__Article__

Wednesday, June 24, 2026

Fish Bites Section 1239 Trap

 

Let’s talk about how a business purchase transaction can blow up.

The pepper in this stew is that the seller and buyer have different tax goals:

  • The buyer wants to deduct as much as possible. In general, this means that the other side (the seller) will be recognizing ordinary income to offset those ordinary deductions.
  • The seller wants as much capital gains as possible. In general, this means that the other side (the buyer) may have to amortize or depreciate assets over time rather than deducting them immediately.

M&A tax planning at heart comes down to the above tension.

Sometimes reading M&A cases can be difficult: numerous entities, mind-numbing detail, this move, that move, everyone come down and bust a move. Let’s take one case that caught my attention. As we have (sometimes) done before, we will modify the names to make the story easier to follow.

In 1996 Vernon started a one-man technology company in Kansas City. By 2004 it was one of the largest network security companies in the nation.

Let’s call his company Harry.

Vernon wanted cash for his troubles and travails. He would keep majority control of the company, but he would also have cash for little things - like expensive cars and multiple houses. I am with Vernon here.

Petunia was looking to invest in Harry.

Dial-in the tension between the seller and the buyer. Here is what they came up with

  • Vernon owned 100% of Harry, an S corporation.
  • Vernon transferred 100% of his stock in Harry to Hermione, a newly-formed S corporation.

COMMENT: There is a problem here: S corporations generally have to be owned by individuals, estates and certain trusts. A corporation cannot own an S corporation, except for …

  • Harry immediately elected to be a Qualified Subchapter S Subsidiary (QSSS), an exception to that corporation-owning-an-S thing. Hermione owned Harry and it was all okay.
  • Petunia dropped $10.5 million into Hermione in exchange for 43% of newly-issued preferred stock.

COMMENT: The money is now in play. The issue is getting it out to Vernon.

  • We have a problem with Hermione. First, an S corporation must have only one class of stock, and Hermione now had two: common and preferred. Second, a QSSS can have only one shareholder: a parent who owns 100% of the QSSS stock. Hermione now had two shareholders. No surprise …
  • Hermione’s S election blew up.

COMMENT: This was intentional. Harry was deemed to have transferred its interest in Hermione to a new corporation in exchange for 57% of the new stock. Petunia was deemed to have transferred $10.5 million for the remaining 43% interest. We will call the new corporation Ron.

COMMENT: There is a Code section (Section 351) that normally prevents incorporations from being taxable. There are ways to make it taxable, but most planners stay far away from them. One way? Pay money back to an incorporator (in this case, Harry via Hermione). The geek term for this money is “boot.”

  • Ron paid $9.7 million in boot to Harry/Hermione upon reincorporation.

COMMENT: There you go: the planners deliberately sprung the trap. I do not recall ever doing this in my career. Why did they do it? To move the money to Vernon, of course, but also to have a chance at capital gains treatment by rinsing it through a Section 351 transaction.

__Work to do__
• a. List every name that the article uses for a person or company in the case it describes.
• b. Scale the entries from the line that contains "of the city" through the line that contains "[(323, 20)]", giving only those lines again with their requests, and multiply every coordinate in the answers by 1.7, rounding to whole numbers with halves rounded up.

__Records shown__
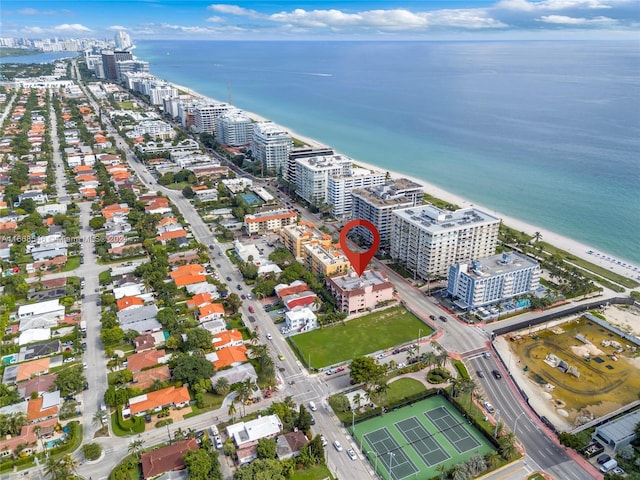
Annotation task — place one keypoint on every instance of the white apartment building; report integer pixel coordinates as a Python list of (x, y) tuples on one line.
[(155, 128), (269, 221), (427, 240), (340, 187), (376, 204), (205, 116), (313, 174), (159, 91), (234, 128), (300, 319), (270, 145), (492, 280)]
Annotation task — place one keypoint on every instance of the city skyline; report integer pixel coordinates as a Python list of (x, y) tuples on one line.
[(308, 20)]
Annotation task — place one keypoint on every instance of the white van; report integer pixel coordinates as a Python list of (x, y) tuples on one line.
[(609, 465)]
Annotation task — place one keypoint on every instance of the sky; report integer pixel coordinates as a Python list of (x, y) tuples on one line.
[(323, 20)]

--

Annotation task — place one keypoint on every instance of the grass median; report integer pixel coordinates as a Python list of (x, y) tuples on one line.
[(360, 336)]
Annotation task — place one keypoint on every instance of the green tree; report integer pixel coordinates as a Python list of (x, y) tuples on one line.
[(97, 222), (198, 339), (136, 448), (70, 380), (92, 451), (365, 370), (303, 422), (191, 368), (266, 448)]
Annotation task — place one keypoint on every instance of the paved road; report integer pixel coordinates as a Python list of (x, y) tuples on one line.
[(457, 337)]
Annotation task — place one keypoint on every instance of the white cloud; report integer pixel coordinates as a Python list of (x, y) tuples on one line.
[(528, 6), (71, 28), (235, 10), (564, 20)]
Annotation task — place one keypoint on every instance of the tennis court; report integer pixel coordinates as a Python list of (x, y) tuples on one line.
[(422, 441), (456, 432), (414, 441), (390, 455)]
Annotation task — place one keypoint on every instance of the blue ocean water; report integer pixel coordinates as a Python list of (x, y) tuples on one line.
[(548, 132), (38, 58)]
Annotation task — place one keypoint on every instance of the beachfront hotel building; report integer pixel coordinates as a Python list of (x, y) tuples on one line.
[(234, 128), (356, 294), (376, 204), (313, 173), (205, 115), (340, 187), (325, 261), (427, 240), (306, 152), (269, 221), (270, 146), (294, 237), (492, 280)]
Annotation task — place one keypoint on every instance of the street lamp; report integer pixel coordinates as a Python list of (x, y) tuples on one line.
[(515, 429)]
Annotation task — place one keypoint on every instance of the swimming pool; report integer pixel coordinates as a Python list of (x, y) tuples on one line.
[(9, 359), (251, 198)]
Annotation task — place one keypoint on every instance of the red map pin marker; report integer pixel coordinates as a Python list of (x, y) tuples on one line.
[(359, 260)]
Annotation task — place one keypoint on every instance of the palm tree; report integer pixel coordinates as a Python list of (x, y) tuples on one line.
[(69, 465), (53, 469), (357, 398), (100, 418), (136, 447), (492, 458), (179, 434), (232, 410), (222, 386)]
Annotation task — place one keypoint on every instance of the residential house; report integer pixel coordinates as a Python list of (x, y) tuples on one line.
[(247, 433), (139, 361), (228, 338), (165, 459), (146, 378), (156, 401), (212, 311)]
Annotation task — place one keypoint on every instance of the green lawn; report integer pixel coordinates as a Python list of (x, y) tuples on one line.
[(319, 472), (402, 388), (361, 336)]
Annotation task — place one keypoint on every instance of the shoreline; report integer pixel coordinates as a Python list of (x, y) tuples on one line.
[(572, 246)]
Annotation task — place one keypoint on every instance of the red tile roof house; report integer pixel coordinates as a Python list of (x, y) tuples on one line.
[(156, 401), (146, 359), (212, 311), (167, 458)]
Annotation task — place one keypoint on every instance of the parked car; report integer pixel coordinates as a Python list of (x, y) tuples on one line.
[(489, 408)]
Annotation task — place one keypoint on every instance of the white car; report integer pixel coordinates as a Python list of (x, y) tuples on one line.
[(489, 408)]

* * *

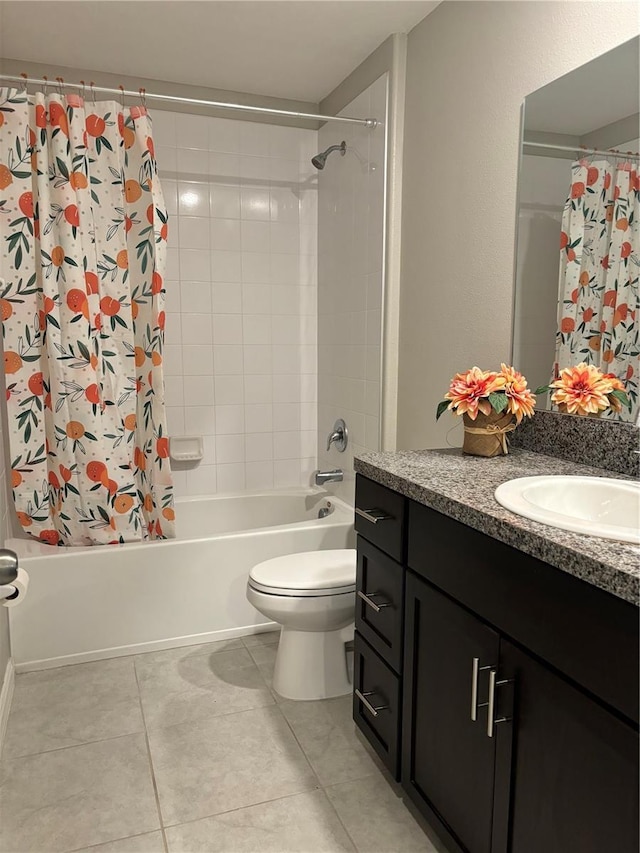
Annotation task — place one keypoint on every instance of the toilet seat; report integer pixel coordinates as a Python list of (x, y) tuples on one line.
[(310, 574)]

__Results for each task__
• a. Vernon, Harry, Petunia, Hermione, Ron

• b.
Annotation task — place one keypoint on every instance of the city skyline; report integer pixel coordinates as a Python list of (x, y) tuples on one line.
[(524, 34)]
Annotation task — place one keypoint on every instance of the white van; report integer pixel coordinates as a Python list of (x, y) tuples on one line.
[(1035, 791)]
Annotation task — place one keypoint on every instance of the sky; report integer pixel coordinates as a Python list of (x, y) tuples on one line.
[(549, 34)]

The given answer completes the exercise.